→ **Documento**
Dawkins critica, principalmente, o estilo explicativo da religião, citando o saudoso Douglas Adams. Segundo o biólogo, o principal argumento da Igreja para a existência de um deus superior é o design inteligente, ou seja, a complexidade dos seres vivos e sua harmonia são tão exuberantes que só poderiam ter sido criadas por um ser ainda mais complexo. A crítica que se faz a esse argumento é que esse ser superior também precisaria ter sido criado por um outro ser (de outro lado, teria surgido do nada. Como explicar, então, sua própria complexidade?).

A justificativa que os cientistas dão a esse design inteligente é o evolucionismo. A complexidade não surgiu do nada, mas de uma série de adaptações a circunstâncias externas ao longo dos anos. Obviamente, a teoria da evolução é perigosíssima para a religião, uma vez que desconstrói sua base estruturante. Justamente por isso, o cristianismo se ocupou - durante todas essas décadas - a tentar desmoralizar Charles Darwin e sua explicação científica.

Dawkins, então, traz algumas crenças que devem, sim, ser consideradas. Aliadas a estas, acrescentarei algumas que julgo pertinentes. Vamos a elas:

1. O ateu é uma pessoa desprovida de critérios morais.

Quando alguém se declara ateu hoje em dia, deve fazê-lo quase em tom de desculpas, meio que "olha, não me leve a mal, mas eu... bem... sou ateu", como se isso fosse algo pelo qual devesse se envergonhar. Em geral, as pessoas ficam com a impressão de "o que será que deu errado? Ele é tão legal e educado, não pode ser ateu". Fazendo uma comparação, ser ateu é quase como ter uma suástica tatuada na testa (e o símbolo original da suástica, todos sabemos, sequer se refere ao nazismo, mas é assim que foi deturpado).

Há que se fazer uma separação: a consciência moral não se vincula necessariamente à religião. É, sim, possível ser uma pessoa com critérios éticos claramente definidos e, simultaneamente, ser ateu. Em verdade, arrisco-me a dizer que sequer exige relação alguma entre religião e "bondade" ou "caridosidade". Talvez o haja em discurso, mas a prática insiste em fornecer provas em contrário.

2. O ateísmo é uma minoria respeitada.

Mentira. É verdade que o mundo tem passado por significativos avanços ao longo dos séculos, em especial quanto ao respeito a negros, mulheres, deficientes e homossexuais. Na contramão desse processo, porém, os ateus continuam marginalizados à obscuridade. A sociedade não aceita que as pessoas não compactuem de sua religião.

→ **Dados brutos**

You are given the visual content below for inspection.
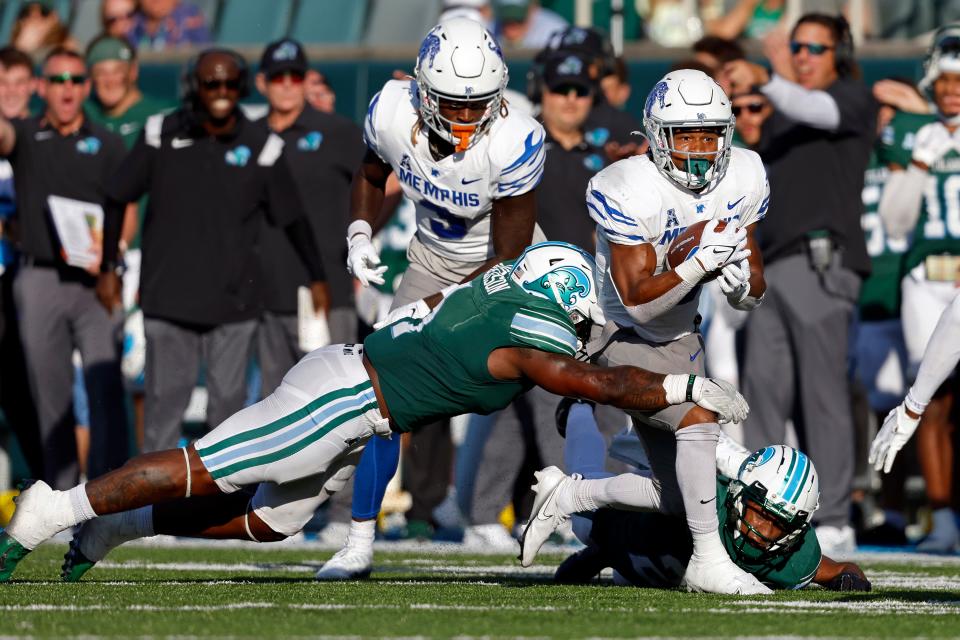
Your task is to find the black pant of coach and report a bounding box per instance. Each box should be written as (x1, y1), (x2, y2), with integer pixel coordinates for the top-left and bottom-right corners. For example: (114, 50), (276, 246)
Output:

→ **Problemas a resolver**
(1) Segundo o texto sobre Dawkins e o ateísmo, que justificativa os cientistas dão ao design inteligente?
(2) Escreva a continuação do texto sobre Dawkins e o ateísmo a partir da última frase apresentada.

→ **Gabarito**
(1) O evolucionismo.

(2)
O motivo desse racismo velado é eminentemente político-social. É cômodo no Brasil ser católico. Primeiro, porque ninguém lhe faz perguntas ("você é católico?! Mas por que? O que te aconteceu?"). Segundo, porque cria um sentimento de unidade e pertencimento inclusivo (Bauman, acertadamente, sempre criticou esse "patriotismo"). E, terceiro, porque oferece uma ótima perspectiva de vida após a morte (o eterno vício do apego - não basta viver, é necessário viver para sempre).

3. Religião e política.

Dawkins cita o exemplo de George Bush pai (e eu cito José Sarney), que afirmou que os ateus não podem ser considerados cidadãos. Veja bem, essa frase é excessivamente forte. Não poder ser considerado cidadão significa não ser titular de direitos e deveres na ordem civil (ou, em sentido estrito, não ter capacidade eleitoral, ou seja, direito a votar e ser votado).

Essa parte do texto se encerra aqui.